In the article below on SSAFA leaving Germany, transcribe the passage starting with "And the aim" and going on through "and secondary care.".

Supplied text —
>>>
Britain's oldest national tri-service military charity is leaving Germany after 75 years.
SSAFA dates back to 1885 and has supported military personnel and their families in the country since 1945.
Since 2013, the charity has had a partnership with Guy's and St Thomas' NHS Foundation Trust, but the Ministry of Defence (MOD) will now take charge of healthcare for British forces in Germany.
David Williams, SSAFA's Director of Healthcare Services, said people known as 'SSAFA sisters' came to Germany to work with personnel who were establishing the British Army of the Rhine and "helping get Germany back on its feet after the Second World War".
The charity says it is proud of the 75 years of continuous service in north-west Europe.
"Certainly during the time of this current contract, over the last seven years, over a million people have come through our practices and been consulted and treated and managed," Mr Williams said.
"If you go back to 1945, goodness knows how many people we’ve been involved with and have benefitted."
The charity will leave the country after a dramatic reduction in the Army’s presence in the region, leading to less need for the MOD to have a healthcare service managed from Germany.
Now Colonel Bruce Baker, Senior Medical Officer Sennelager, will lead the medics running Sennelager’s Medical Centre.
And Col Baker says he doesn’t "think patients will find that much of a change".
"The appointment system will be much the same, the hours of work will be the same and in the medical centre, apart from some military personnel, I don’t think they will find much of a difference," he said.
The biggest change will be in hospital care, which will now be arranged through Healix - an organisation that looks after British diplomats.
And the aim of the new system is to send the patients to the nearest and most appropriate hospital.
"If we get advice from a specialist that they think they need to go back to the UK, then that may be the nearest best hospital for them to go to," Col Baker said.
For the last 25 years, Guy's and St Thomas' NHS Foundation Trust has been in partnership with SSAFA, providing healthcare to service communities in Germany, and also Belgium and the Netherlands, but the hospital trust is also leaving Germany.
The partnership was a British first as no other healthcare service integrated primary, community and secondary care.
Military patients have also benefitted from the Trust's close relationship with overseas hospitals.
Brenda McLeod, of Guy's and St Thomas’ NHS Foundation Trust, said clinicians from the Trust have met with their counterparts in various departments, as well as assisting exchange visits.
"We’ve had paediatricians going over to our kinderklinik," she said.
"We’ve had the general medicine clinicians sharing resources and ideas and that really has worked extremely well."
While the partnership is ending in Germany, SSAFA has just won a new four-year contract in Cyprus and retains staff around the world.
<<<
Items from a data source —
>>>
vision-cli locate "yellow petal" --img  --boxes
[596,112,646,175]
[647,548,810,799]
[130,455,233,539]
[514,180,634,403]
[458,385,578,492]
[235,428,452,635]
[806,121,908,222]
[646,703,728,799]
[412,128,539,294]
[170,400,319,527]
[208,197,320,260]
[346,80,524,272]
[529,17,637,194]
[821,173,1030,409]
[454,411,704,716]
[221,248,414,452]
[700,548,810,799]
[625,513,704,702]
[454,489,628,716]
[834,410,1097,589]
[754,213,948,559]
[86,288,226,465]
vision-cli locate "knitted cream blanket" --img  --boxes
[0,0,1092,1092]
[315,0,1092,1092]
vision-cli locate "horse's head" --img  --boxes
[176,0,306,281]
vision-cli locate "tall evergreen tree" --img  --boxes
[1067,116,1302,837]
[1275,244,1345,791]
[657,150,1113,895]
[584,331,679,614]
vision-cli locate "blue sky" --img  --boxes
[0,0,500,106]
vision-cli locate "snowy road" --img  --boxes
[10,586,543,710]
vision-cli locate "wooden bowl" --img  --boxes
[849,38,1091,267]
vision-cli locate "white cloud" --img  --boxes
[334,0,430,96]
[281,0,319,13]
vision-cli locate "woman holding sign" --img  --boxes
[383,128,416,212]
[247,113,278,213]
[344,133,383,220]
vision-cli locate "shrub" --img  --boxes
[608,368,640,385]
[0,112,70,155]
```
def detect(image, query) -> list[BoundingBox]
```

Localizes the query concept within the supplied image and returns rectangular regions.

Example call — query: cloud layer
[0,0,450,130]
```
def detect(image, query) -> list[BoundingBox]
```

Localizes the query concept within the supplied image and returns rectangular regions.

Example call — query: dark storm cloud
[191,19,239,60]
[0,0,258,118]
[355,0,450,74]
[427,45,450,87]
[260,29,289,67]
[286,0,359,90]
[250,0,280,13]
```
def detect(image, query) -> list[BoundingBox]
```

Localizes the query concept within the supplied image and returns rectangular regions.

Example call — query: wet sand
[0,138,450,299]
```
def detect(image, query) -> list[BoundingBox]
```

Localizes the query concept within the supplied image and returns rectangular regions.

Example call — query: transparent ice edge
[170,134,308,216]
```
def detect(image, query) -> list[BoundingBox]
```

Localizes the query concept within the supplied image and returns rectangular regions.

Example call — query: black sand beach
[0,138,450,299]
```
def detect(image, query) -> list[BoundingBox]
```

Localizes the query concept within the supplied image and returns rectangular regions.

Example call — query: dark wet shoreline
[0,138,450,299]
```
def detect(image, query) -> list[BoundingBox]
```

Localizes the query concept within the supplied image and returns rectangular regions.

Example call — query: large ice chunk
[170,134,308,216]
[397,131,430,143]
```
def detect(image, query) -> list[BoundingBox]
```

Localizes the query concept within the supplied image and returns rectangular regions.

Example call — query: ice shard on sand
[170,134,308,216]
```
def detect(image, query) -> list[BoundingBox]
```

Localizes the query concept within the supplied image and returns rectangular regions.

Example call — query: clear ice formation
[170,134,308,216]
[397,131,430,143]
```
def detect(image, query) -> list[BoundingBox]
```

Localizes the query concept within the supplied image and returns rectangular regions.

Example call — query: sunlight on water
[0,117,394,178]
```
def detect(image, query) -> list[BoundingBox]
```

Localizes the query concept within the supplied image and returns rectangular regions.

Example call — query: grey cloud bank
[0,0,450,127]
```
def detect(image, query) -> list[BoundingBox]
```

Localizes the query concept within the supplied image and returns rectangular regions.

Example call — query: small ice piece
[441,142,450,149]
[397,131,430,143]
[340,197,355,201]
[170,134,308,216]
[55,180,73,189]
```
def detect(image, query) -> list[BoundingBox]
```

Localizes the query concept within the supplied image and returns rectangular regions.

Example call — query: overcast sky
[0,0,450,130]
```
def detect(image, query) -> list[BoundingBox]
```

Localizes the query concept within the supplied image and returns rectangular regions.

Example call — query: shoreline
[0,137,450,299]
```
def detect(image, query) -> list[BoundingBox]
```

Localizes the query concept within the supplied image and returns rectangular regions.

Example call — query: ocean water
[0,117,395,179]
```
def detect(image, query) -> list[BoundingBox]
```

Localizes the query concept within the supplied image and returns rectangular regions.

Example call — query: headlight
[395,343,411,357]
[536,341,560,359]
<<<
Problem solution —
And the aim of the new system is to send the patients to the nearest and most appropriate hospital.
"If we get advice from a specialist that they think they need to go back to the UK, then that may be the nearest best hospital for them to go to," Col Baker said.
For the last 25 years, Guy's and St Thomas' NHS Foundation Trust has been in partnership with SSAFA, providing healthcare to service communities in Germany, and also Belgium and the Netherlands, but the hospital trust is also leaving Germany.
The partnership was a British first as no other healthcare service integrated primary, community and secondary care.